* **WHAT IS REQUIRED**
Retype the listing that follows, word for word.

* **DATASET ENTRIES**
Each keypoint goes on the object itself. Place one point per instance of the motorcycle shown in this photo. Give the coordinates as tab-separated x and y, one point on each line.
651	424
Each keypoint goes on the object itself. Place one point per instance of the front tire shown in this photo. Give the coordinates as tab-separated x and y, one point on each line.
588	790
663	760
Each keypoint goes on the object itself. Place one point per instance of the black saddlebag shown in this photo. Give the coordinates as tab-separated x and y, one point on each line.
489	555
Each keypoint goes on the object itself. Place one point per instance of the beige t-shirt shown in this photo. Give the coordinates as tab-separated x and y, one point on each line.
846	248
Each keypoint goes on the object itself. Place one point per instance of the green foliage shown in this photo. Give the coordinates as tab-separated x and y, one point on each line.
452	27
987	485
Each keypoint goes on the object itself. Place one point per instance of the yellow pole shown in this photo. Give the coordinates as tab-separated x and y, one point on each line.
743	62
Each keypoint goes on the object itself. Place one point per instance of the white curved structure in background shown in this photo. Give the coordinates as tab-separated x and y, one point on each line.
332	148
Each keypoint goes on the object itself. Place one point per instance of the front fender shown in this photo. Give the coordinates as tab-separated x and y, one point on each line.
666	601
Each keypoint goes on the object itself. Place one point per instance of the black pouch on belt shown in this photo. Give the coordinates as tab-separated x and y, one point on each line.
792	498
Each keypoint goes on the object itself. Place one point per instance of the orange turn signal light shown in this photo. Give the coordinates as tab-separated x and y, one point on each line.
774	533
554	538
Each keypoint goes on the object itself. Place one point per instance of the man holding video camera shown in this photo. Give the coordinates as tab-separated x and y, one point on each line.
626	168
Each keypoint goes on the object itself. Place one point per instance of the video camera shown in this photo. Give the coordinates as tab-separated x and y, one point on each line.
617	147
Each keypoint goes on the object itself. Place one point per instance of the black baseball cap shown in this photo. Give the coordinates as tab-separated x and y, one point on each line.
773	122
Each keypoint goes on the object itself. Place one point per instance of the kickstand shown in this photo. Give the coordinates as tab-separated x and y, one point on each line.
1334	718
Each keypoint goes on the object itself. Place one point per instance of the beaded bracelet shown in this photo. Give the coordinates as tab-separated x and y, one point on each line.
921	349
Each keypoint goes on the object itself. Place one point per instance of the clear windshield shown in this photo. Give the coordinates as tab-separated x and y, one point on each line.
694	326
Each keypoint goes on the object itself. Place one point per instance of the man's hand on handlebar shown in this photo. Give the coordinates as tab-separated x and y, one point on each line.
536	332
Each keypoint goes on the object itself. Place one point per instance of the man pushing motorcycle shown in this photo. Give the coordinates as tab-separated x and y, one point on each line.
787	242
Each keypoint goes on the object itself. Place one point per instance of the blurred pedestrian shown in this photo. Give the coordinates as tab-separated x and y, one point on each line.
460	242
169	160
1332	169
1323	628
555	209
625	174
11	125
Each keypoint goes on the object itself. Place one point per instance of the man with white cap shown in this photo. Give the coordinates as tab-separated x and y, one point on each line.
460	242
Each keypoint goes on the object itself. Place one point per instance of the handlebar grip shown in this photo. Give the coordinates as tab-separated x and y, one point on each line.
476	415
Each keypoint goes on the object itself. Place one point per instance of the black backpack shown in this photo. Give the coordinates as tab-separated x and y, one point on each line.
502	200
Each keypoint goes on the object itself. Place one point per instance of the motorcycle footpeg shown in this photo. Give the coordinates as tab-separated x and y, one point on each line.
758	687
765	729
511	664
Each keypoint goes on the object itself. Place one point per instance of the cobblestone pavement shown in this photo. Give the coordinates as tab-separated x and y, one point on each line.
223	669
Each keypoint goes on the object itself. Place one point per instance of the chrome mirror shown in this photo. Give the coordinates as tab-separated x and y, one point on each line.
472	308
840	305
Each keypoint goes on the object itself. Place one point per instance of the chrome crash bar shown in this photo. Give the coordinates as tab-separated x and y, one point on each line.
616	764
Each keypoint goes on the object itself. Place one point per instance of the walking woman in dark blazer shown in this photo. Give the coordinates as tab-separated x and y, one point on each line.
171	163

* **ANSWER FOR THE TASK**
Each keypoint goes on the object itself. Place one point per instance of the motorcycle shown in this photo. Give the coordinates as tab-separated x and y, one point on each line.
651	424
Each keypoint goes on the object itself. Place one point per instance of the front tire shown in this photo. Give the coordinates as tab-separated x and y, one point on each line.
588	790
663	760
Each keypoint goes on the object itself. Place one point per instance of the black saddlebag shown in this photo. Give the coordinates as tab-separated x and y, one point on each line.
489	555
Each keypoint goes on the object itself. Place one point per instance of the beige t-shirt shown in this photo. Give the coordinates as tab-separated x and y, one point on each line.
846	248
Each keypoint goes on the object itself. Place one point per instance of the green foliage shown in this photo. Give the coordinates as tab-separated x and y, one point on each line.
452	27
987	485
Each keypoint goes on the object itself. Place one point per instance of the yellow pole shown in this photo. Give the coordinates as tab-separated x and y, one point on each line.
743	62
Each keypoint goes on the object itself. Place one point per instance of the white curved structure in background shown in this photo. Give the coordinates as tab-separated x and y, one point on each line.
332	148
Each keypoint goes on the object itself. Place one point per instance of the front fender shown in this photo. Give the coordinates as tab-separated x and y, one point on each line.
666	601
Each keypoint goes on the object itself. Place one point per instance of the black pouch on belt shown in this photo. Give the coordinates as tab-separated x and y, one point on each line.
792	498
Each keypoint goes on the object itself. Place one point per instance of the orange turn signal light shown in this photo. Give the coordinates as tab-separated x and y, one point on each line.
774	533
554	538
Each keypoint goes on the object itself. Place one point per instance of the man holding video camera shown in this photo. Give the coordinates as tab-separated x and y, one point on each line.
626	168
Each keypoint goes on the object itself. Place one point per instance of the video camera shown in this photo. Give the coordinates as tab-separated x and y, one point on each line.
617	147
Each keypoint goes on the object itself. Place one point per instance of the black baseball cap shown in this photo. Give the coordinates as tab-separated x and y, one point on each line.
773	122
Each keypoint goes on the object itself. Place one point per instance of the kickstand shown in this photo. Give the coordinates as tab-separated x and y, one point on each line.
1334	718
Each keypoint goes on the object itself. Place one point per instance of the beaded bracelet shown in this photo. Give the coordinates as tab-separated x and y, one point on each line.
921	349
Each keypoint goes on the object itself. Place one point per instance of the clear windshield shown in this photo. Give the coordinates as tab-separated x and y, one point on each line.
694	326
Each keypoint goes on the object itself. Place one point per instance of the man's hand on handlebar shown in this photo. Give the coordinates as tab-separated x and y, one point on each line.
536	332
Each keypoint goes on the object itself. Place one point per instance of the man pushing motorcycle shown in this photo. Give the coordinates as tab-separated x and y, one point on each line.
787	242
Each keypoint goes on the object itself. Place one point per instance of the blurred pedestrian shown in this photo. Give the coordinates as tab-separated x and y, one point on each line.
460	242
169	160
1332	169
1323	628
555	209
625	174
11	125
Each keypoint goes on the object itself. Place one point per instance of the man with white cap shown in this photo. Give the coordinates as tab-separated x and y, one point on each line.
460	242
Each keypoint goes on the object itself. Place one point per instance of the handlebar grip shown in this photo. Give the coordinates as tab-separated x and y, one point on each line.
476	415
Each keypoint goes on the object itself. Place one point per instance of the black backpack shown in this photo. Give the coordinates as tab-separated x and y, one point on each line.
502	200
Each keypoint goes on the object itself. Place one point per instance of the motorcycle footpeg shown in this photo. Give the coordinates as tab-separated x and y, one point on each line.
758	687
765	729
511	664
Each keypoint goes on the object itself. Place one point per instance of the cobblestone pavement shown in this photo. Give the coordinates as tab-separated x and y, one point on each line.
223	669
Each keypoint goes on the object itself. Place one point per instance of the chrome mirror shown in this photo. Give the coordinates as tab-separated x and y, one point on each line.
472	308
840	305
Each keypoint goes on the object itself. Place one point per instance of the chrome crash bar shown in this photo. Give the coordinates as tab-separated x and y, one point on each line.
616	764
Each keypoint goes on the object itself. Place one point per instance of the walking woman in dark blazer shown in this photo. Give the coordinates as tab-separated x and y, one point on each line.
171	163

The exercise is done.